→ **Text block**
------
HARRISON, William Wesley “Wes”
1935 ~ 2021
It is with sadness that we announce the peaceful passing of Wes Harrison January 1, 2021 in Leduc Salem Manor at the age of 85 years.
Wes will be remembered by his wife, Shirley; sons, Rick (Kerri), Brian (Colleen); and daughter, Lori; as well as his loving grandchildren, nieces, nephews, relatives and friends. Wes is also survived by his brothers, Barry (Doreen) and Doug (Eleanor).
Wes was predeceased by his parents, WJ and Thelma; brothers, Alan, Gordon, Blaine; and niece, Darlene.
Wes and Shirley were school sweethearts, married in 1957, and celebrated 63 happy years together travelling the world with Imperial Oil and raising a family. Wes was a devoted husband, father, grandpa, and oilman and loved to contribute to the church and his community. After 37 years with Imperial Oil, Wes “retired” to community service work and was active in many areas including The Ambulance Society, The Lakeland Lodge and Housing, The Hospital Foundation, United Church Board and served as a councillor for the Town of Grand Centre for several terms, and many other volunteer boards and committees.
Summer fun included hours on the lake, enjoying the sunshine, driving the boat, and teaching the whole beach how to waterski. Winter was filled skidooing with the family and endless nights at the curling rink for league play, bonspiels and eventually competing at the NACA senior championship level. The family would like to recognize the excellent care Wes received at Salem Manor Nursing Home.
A private family memorial service will be held January 9, 2021 at 11:00 a.m. officiated by Reverend Leigh Sinclair. Those wishing to join by virtual attendance can find a link on the Serenity Funeral Service webpage in his obituary at www.serenity.ca or type in the following link in your web browser (https://distantlink.com/SerenityLeduc-Wetaskiwin.html). If you are attending the virtual service, the family has asked that everyone leaves their name in the condolence section on Wes’s online obituary.
------
→ **Supplied information**
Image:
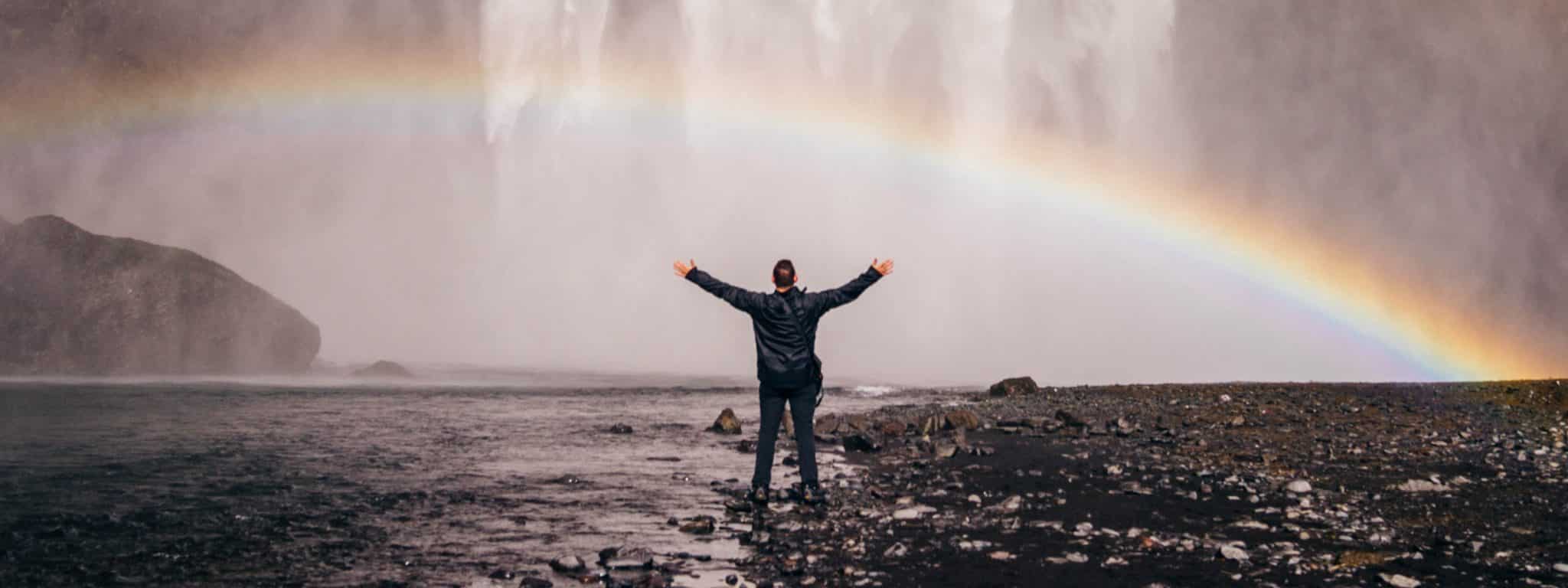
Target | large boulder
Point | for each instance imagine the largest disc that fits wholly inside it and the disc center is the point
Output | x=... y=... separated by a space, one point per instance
------
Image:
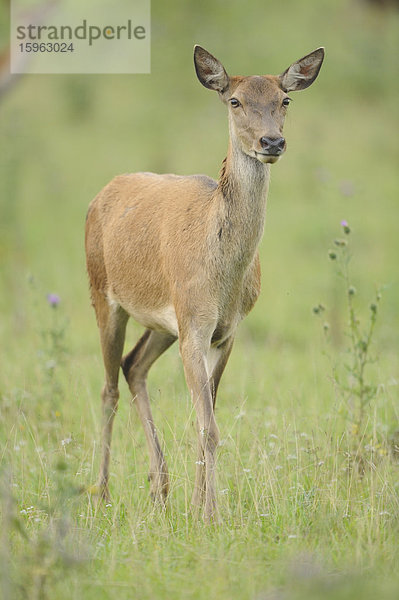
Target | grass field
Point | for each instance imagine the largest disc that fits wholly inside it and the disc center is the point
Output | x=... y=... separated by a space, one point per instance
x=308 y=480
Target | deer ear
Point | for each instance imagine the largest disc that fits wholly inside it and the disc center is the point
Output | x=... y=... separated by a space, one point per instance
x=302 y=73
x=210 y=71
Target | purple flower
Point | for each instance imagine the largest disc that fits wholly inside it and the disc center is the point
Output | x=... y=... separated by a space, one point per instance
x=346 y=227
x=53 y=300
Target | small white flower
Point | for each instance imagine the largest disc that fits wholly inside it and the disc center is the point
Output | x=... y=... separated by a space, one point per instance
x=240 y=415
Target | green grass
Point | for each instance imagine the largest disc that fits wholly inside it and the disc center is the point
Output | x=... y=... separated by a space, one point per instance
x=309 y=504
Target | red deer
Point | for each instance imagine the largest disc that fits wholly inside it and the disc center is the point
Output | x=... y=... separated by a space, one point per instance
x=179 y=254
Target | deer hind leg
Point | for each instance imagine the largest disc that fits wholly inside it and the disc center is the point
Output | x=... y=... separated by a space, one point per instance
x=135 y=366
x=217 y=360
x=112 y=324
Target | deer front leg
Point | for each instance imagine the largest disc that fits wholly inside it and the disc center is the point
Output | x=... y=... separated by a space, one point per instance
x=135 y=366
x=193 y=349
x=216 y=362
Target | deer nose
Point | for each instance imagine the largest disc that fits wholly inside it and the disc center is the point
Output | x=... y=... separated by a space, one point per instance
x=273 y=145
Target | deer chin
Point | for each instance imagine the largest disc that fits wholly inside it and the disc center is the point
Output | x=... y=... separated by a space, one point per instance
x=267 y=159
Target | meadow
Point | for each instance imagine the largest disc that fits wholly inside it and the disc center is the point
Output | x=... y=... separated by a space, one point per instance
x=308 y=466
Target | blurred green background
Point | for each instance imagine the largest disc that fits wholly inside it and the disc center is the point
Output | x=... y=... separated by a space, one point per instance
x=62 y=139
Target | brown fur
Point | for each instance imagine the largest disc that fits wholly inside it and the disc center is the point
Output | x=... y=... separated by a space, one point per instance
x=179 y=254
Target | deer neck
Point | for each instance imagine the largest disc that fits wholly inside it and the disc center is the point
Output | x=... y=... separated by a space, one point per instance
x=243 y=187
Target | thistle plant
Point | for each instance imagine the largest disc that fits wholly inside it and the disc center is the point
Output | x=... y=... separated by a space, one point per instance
------
→ **Work instructions**
(a) Print the part of the Wes Harrison obituary starting at "HARRISON, William Wesley" and ending at "and Doug (Eleanor).".
(b) Supply the text that follows the last sentence shown in the Wes Harrison obituary.

→ **Outputs for the tasks**
(a)
HARRISON, William Wesley “Wes”
1935 ~ 2021
It is with sadness that we announce the peaceful passing of Wes Harrison January 1, 2021 in Leduc Salem Manor at the age of 85 years.
Wes will be remembered by his wife, Shirley; sons, Rick (Kerri), Brian (Colleen); and daughter, Lori; as well as his loving grandchildren, nieces, nephews, relatives and friends. Wes is also survived by his brothers, Barry (Doreen) and Doug (Eleanor).

(b)
Interment will be in the Harrison Family plot at the Graysville Manitoba Cemetery at a later date.
Memorial Donations may be made to the Heart and Stroke Foundation (5241 Calgary Trail NW #144, Edmonton, AB T6H 5G8) Serenity Funeral Service Leduc (780.980.3688)
Eulogy – Wes Harrison
Wes was born August, 1935 to William John, WJ, and Thelma Harrison on the farm in Graysville Manitoba, near Carmen, 60 miles southwest of Winnipeg. He was the third of six boys, Alan, Barry, Wes, Gordon, Blaine and Doug. Farming in those days was the way of life for majority of people, including my dad and my moms family, the Coates. Each lived about 5 miles from Graysville, but not in the same direction.
Wes attended Graysville school where he excelled in many areas, grades, sports, friendships – and getting into trouble with the teachers,…. Mom says that Dad, even in early school years had that twinkle in his eye, the mischievous grin, the humor… And yes, that is where Mom and Dad first met –he was in grade 2 and she was in grade 1. It was here in Graysville that Dad seeded a lot of his life long friendships, including Peter Unrah with whom they maintained their friendship for 80 years. Dad loved people – and he was true to his friends and colleagues his entire life.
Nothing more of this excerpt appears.